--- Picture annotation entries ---
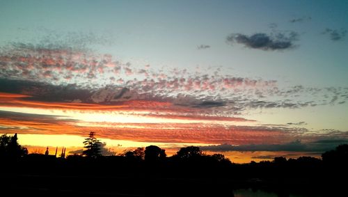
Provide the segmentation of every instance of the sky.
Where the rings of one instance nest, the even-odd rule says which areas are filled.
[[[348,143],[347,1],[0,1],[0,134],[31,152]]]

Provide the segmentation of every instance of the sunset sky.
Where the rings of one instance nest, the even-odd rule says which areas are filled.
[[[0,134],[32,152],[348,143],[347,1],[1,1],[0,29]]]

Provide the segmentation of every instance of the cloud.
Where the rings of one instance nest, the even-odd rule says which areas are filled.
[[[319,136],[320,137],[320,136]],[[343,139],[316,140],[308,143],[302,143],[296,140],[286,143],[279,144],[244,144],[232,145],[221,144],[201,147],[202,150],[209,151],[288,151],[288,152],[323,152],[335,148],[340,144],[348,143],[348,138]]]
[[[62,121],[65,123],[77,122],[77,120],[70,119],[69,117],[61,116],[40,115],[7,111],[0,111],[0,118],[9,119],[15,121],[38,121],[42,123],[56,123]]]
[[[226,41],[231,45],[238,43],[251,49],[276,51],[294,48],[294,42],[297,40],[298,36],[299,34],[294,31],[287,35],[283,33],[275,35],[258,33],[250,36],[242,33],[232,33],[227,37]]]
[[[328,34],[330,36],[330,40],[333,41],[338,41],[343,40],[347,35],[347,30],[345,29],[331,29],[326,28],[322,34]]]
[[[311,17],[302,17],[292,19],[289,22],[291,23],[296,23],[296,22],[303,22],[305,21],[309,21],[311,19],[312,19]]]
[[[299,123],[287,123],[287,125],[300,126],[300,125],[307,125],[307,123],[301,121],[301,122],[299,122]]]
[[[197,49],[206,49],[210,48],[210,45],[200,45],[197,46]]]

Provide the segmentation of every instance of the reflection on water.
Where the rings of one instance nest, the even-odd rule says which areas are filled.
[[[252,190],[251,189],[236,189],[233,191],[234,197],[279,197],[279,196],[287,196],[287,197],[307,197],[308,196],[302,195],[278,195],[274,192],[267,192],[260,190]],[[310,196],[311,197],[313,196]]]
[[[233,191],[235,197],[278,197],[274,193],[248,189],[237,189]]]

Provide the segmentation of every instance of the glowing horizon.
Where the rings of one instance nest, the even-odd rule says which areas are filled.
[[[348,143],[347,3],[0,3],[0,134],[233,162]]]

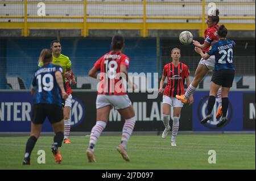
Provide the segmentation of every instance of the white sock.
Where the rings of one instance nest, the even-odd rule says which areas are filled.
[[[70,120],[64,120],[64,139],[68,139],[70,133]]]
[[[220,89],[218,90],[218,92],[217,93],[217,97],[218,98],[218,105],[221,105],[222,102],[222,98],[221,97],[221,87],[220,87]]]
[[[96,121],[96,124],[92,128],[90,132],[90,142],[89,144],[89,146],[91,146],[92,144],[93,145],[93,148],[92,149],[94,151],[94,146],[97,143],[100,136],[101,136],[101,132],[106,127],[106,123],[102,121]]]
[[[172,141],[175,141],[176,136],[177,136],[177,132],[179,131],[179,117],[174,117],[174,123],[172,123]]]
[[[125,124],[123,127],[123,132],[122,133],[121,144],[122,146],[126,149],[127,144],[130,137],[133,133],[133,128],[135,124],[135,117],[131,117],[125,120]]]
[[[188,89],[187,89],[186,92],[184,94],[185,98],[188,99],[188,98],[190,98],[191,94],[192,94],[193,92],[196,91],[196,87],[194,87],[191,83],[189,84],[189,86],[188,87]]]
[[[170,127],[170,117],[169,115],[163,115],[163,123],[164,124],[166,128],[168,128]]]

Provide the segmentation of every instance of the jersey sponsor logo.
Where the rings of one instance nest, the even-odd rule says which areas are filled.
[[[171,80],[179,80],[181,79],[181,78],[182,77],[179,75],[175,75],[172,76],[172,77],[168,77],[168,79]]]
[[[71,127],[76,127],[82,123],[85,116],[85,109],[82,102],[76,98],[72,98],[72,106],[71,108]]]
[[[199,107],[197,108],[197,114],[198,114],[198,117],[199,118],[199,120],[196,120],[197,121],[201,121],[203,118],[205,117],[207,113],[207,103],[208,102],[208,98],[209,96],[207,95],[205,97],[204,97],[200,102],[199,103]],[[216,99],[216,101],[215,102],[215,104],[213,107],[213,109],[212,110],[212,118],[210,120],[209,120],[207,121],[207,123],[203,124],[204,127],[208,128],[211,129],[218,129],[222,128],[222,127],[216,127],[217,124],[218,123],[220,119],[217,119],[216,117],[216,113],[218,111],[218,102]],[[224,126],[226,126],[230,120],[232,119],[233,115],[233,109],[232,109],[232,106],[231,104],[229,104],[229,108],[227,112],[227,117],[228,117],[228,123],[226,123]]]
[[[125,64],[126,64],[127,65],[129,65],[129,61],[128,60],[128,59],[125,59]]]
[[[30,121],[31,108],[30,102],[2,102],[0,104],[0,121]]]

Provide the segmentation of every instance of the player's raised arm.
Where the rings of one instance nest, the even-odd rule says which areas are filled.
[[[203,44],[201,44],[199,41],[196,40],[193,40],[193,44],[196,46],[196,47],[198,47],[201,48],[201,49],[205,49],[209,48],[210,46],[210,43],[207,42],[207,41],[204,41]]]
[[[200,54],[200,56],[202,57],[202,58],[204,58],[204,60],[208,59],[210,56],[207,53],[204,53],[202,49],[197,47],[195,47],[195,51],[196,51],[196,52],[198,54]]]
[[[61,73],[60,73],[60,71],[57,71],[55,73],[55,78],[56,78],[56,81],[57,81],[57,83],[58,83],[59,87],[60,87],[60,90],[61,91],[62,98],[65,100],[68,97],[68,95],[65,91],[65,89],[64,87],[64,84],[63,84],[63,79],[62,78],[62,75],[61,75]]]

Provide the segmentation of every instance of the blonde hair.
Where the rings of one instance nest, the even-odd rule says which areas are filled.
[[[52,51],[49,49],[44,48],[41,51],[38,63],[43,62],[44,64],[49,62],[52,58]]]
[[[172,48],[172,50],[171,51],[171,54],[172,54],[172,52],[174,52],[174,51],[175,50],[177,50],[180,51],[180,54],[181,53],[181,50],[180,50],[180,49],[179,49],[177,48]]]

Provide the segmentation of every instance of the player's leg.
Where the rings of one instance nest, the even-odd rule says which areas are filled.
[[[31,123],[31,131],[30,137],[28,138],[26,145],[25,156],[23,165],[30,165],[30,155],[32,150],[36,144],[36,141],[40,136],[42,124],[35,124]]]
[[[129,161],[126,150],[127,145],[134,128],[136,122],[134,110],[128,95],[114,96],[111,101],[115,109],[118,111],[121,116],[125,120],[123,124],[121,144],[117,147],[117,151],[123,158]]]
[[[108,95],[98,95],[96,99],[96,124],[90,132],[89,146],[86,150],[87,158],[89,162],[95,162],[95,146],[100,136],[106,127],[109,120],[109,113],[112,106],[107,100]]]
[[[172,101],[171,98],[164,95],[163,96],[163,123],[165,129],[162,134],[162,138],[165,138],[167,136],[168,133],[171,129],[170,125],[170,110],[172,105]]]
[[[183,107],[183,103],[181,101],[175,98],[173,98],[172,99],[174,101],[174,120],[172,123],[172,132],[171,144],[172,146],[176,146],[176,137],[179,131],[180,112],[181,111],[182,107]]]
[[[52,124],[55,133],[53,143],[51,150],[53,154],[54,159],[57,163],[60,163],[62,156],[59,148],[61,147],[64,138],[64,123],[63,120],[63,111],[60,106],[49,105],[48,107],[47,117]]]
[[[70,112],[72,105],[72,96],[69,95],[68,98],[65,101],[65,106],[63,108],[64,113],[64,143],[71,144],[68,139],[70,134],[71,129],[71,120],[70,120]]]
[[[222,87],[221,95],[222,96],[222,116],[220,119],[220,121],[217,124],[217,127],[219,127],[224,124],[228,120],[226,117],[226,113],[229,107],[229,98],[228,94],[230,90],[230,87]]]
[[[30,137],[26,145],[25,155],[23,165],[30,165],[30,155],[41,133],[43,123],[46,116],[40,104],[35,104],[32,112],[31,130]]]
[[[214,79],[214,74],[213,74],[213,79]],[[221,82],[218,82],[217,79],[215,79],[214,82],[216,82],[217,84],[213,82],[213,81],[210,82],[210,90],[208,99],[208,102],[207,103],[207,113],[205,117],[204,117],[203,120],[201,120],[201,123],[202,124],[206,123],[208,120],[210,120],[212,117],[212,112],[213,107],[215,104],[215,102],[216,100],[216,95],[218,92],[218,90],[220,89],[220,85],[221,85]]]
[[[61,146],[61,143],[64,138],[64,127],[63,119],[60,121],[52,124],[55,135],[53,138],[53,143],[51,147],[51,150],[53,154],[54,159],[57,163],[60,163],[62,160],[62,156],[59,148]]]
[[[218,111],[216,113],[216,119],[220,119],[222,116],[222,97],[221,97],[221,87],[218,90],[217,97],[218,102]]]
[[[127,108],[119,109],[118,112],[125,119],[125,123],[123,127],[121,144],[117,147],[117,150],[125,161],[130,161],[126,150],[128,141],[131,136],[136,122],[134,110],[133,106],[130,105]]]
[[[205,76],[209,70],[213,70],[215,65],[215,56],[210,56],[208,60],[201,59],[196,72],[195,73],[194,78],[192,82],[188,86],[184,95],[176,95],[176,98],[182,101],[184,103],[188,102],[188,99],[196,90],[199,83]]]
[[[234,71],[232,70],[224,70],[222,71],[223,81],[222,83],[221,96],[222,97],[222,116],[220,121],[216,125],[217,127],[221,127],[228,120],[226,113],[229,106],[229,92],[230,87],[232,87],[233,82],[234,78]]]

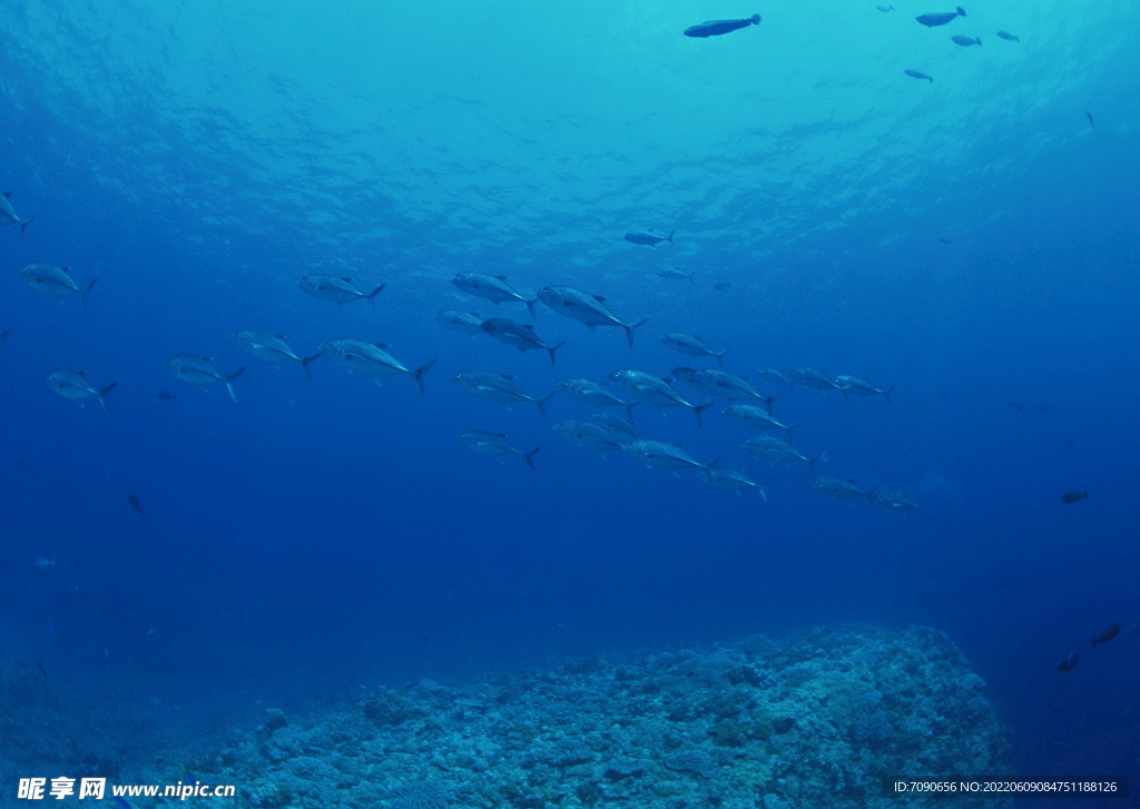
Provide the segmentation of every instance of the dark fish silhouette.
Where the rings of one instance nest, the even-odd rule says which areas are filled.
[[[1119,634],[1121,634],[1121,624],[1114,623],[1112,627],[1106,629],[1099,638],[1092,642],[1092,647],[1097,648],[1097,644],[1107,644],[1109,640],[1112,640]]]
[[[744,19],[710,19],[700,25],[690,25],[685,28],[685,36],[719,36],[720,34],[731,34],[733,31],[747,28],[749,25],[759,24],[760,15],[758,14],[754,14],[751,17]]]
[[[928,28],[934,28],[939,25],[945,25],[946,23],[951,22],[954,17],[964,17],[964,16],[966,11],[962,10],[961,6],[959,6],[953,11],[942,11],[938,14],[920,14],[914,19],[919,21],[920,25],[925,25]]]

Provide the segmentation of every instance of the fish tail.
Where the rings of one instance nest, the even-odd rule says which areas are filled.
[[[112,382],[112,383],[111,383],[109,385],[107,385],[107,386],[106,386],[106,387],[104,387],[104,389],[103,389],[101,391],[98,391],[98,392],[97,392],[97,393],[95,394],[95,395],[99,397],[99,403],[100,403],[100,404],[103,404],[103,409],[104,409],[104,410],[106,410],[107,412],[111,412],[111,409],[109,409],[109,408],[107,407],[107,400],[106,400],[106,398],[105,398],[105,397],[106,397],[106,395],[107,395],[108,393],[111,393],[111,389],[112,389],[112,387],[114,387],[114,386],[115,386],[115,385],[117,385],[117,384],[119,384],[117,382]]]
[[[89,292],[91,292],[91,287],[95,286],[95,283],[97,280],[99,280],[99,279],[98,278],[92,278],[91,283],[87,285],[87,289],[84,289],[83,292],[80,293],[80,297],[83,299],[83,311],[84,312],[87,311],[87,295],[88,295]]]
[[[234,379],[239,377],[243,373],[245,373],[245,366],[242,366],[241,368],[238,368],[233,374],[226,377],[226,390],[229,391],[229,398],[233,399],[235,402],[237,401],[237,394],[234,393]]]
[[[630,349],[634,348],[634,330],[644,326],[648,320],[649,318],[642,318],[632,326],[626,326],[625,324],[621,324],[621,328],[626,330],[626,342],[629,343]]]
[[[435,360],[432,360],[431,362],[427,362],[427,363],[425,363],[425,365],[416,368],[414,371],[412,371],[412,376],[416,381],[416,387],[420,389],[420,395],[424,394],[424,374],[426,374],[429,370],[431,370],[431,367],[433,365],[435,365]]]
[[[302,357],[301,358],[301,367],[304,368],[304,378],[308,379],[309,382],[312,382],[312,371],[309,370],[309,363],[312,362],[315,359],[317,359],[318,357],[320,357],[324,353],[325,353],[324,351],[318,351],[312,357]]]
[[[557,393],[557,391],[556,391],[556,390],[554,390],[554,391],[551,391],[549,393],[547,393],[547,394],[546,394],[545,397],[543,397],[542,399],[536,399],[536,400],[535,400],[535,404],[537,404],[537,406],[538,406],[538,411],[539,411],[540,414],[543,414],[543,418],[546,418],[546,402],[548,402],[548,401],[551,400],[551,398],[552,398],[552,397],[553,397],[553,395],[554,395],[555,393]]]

--- Request ---
Tally the lines of the records above that contain the string "player", and give only the number.

--- Response ---
2